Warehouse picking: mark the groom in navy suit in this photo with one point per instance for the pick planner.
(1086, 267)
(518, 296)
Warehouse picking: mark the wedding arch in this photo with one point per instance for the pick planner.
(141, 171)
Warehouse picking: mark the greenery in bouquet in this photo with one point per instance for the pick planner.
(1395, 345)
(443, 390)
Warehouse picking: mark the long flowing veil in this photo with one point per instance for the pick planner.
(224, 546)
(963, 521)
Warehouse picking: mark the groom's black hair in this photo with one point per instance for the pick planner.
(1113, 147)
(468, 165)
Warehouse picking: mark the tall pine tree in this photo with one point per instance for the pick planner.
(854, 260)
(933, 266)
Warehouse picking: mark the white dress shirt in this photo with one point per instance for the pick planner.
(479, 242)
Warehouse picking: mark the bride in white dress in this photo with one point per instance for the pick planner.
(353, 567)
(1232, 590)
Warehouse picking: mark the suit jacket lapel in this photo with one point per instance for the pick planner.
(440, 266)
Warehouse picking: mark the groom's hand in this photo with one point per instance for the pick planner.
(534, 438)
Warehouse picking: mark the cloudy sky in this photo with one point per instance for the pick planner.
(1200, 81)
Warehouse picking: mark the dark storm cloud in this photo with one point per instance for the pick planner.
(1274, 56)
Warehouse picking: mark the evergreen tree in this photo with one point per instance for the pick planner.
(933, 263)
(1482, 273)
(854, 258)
====
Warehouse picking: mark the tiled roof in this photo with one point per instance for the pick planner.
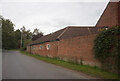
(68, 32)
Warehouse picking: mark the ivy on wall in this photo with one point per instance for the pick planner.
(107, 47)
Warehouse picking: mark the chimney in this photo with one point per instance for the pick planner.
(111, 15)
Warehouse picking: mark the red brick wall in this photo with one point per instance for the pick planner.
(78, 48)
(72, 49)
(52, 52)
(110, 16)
====
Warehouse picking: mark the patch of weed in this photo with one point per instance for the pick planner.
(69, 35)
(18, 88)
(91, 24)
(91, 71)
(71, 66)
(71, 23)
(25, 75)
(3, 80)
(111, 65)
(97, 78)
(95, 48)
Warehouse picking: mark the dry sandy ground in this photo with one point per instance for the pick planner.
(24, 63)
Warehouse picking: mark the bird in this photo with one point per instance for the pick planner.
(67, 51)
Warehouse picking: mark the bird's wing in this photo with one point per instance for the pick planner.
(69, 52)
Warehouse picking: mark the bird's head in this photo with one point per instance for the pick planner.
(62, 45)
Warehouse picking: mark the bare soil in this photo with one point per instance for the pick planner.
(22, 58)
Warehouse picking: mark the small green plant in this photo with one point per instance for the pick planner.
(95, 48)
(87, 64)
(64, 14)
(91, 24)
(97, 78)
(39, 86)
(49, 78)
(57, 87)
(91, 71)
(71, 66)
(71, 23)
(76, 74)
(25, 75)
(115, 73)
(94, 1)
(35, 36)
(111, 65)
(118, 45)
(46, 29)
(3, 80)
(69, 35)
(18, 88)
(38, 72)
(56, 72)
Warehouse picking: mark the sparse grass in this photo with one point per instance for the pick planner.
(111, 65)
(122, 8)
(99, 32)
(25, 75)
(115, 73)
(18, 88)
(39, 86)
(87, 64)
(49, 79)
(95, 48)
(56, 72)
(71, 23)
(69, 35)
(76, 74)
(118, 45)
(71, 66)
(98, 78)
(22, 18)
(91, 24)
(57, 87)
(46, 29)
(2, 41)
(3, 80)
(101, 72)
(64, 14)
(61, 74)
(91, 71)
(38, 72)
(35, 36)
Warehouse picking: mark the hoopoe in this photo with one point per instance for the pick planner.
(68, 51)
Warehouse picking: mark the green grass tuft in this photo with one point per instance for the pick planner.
====
- What is expected
Convert the lines from the one containing "Warehouse picking: mark the bird's head" through the one containing "Warehouse picking: mark the green grass", both included, into a Markdown table with the columns Row and Line, leaving out blank lines.

- Right answer
| Row | Line |
|---|---|
| 1 | Warehouse picking: mark the bird's head in this photo with one point per instance for the pick planner. |
| 2 | (62, 45) |
| 3 | Warehouse picking: mark the bare soil in this photo with one point per instance for the pick planner. |
| 4 | (22, 58) |
| 5 | Warehouse picking: mark the small green plant in this photo with one point per instance for the pick planner. |
| 6 | (95, 48) |
| 7 | (87, 64) |
| 8 | (64, 14) |
| 9 | (91, 24) |
| 10 | (97, 78) |
| 11 | (39, 86) |
| 12 | (49, 78) |
| 13 | (57, 87) |
| 14 | (91, 71) |
| 15 | (71, 66) |
| 16 | (71, 23) |
| 17 | (76, 74) |
| 18 | (25, 75) |
| 19 | (115, 73) |
| 20 | (94, 1) |
| 21 | (35, 36) |
| 22 | (111, 65) |
| 23 | (118, 45) |
| 24 | (46, 29) |
| 25 | (3, 80) |
| 26 | (69, 35) |
| 27 | (18, 88) |
| 28 | (38, 72) |
| 29 | (56, 72) |
| 30 | Warehouse picking: mark the sparse grass in this photo with one point per instance for the pick planner. |
| 31 | (111, 65) |
| 32 | (122, 8) |
| 33 | (99, 32) |
| 34 | (25, 75) |
| 35 | (115, 73) |
| 36 | (18, 88) |
| 37 | (39, 86) |
| 38 | (87, 64) |
| 39 | (49, 79) |
| 40 | (95, 48) |
| 41 | (56, 72) |
| 42 | (71, 23) |
| 43 | (69, 35) |
| 44 | (76, 74) |
| 45 | (118, 45) |
| 46 | (71, 66) |
| 47 | (98, 78) |
| 48 | (22, 18) |
| 49 | (91, 24) |
| 50 | (57, 87) |
| 51 | (46, 29) |
| 52 | (2, 41) |
| 53 | (3, 80) |
| 54 | (101, 72) |
| 55 | (64, 14) |
| 56 | (61, 74) |
| 57 | (91, 71) |
| 58 | (38, 72) |
| 59 | (35, 36) |
| 60 | Warehouse picking: mark the hoopoe in this photo with one point per instance for the pick planner. |
| 61 | (68, 51) |
| 62 | Warehouse picking: mark the green grass tuft in this photo with one point per instance for the pick planner. |